### Challenge
Find every line below that contains the word "mountain" and copy each of those lines.

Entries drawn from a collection
____________

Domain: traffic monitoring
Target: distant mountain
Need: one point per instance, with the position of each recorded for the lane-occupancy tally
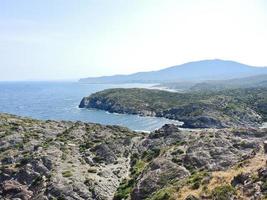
(192, 71)
(259, 81)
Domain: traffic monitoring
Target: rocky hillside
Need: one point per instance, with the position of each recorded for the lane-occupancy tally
(206, 109)
(43, 160)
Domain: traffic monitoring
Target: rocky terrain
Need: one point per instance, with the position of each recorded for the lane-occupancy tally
(206, 109)
(75, 160)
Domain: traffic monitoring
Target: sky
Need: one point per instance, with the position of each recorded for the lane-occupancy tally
(67, 39)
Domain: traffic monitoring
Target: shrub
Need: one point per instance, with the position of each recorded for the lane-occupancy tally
(67, 173)
(224, 192)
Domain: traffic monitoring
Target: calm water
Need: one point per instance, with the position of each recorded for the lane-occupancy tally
(60, 100)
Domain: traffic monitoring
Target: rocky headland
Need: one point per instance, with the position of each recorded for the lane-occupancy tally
(206, 109)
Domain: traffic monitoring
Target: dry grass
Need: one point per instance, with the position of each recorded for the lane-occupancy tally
(225, 177)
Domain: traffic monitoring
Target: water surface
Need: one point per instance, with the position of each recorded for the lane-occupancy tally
(60, 100)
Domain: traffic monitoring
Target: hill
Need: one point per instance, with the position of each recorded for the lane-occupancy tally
(42, 160)
(259, 81)
(192, 71)
(205, 109)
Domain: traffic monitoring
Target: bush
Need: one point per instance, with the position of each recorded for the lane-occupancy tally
(67, 173)
(224, 192)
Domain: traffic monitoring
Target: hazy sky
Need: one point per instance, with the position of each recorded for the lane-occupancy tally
(58, 39)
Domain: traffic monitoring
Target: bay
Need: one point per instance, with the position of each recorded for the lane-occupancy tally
(60, 100)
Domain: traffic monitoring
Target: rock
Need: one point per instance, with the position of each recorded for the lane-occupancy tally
(240, 179)
(191, 197)
(265, 146)
(15, 189)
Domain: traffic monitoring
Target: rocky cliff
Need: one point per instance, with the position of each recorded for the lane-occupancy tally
(78, 161)
(229, 108)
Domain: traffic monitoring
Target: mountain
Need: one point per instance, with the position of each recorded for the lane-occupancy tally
(197, 71)
(258, 81)
(247, 82)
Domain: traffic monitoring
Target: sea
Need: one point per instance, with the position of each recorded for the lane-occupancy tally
(59, 101)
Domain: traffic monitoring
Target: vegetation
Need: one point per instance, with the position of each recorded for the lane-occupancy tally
(223, 192)
(211, 108)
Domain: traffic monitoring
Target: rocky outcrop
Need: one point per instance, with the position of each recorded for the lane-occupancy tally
(233, 108)
(77, 161)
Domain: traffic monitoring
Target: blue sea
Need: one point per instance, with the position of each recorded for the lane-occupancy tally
(60, 100)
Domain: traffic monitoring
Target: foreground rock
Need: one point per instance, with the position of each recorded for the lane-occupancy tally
(79, 161)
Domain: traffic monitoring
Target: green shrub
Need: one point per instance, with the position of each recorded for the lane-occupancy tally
(67, 173)
(224, 192)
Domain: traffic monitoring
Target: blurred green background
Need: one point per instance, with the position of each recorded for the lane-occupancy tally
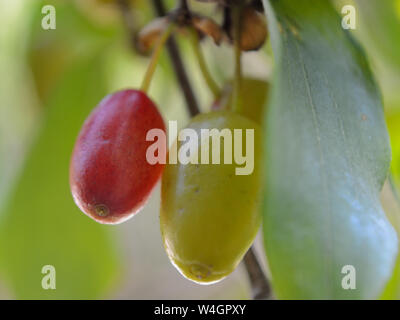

____________

### Answer to this problem
Target: distant mountain
Target: mountain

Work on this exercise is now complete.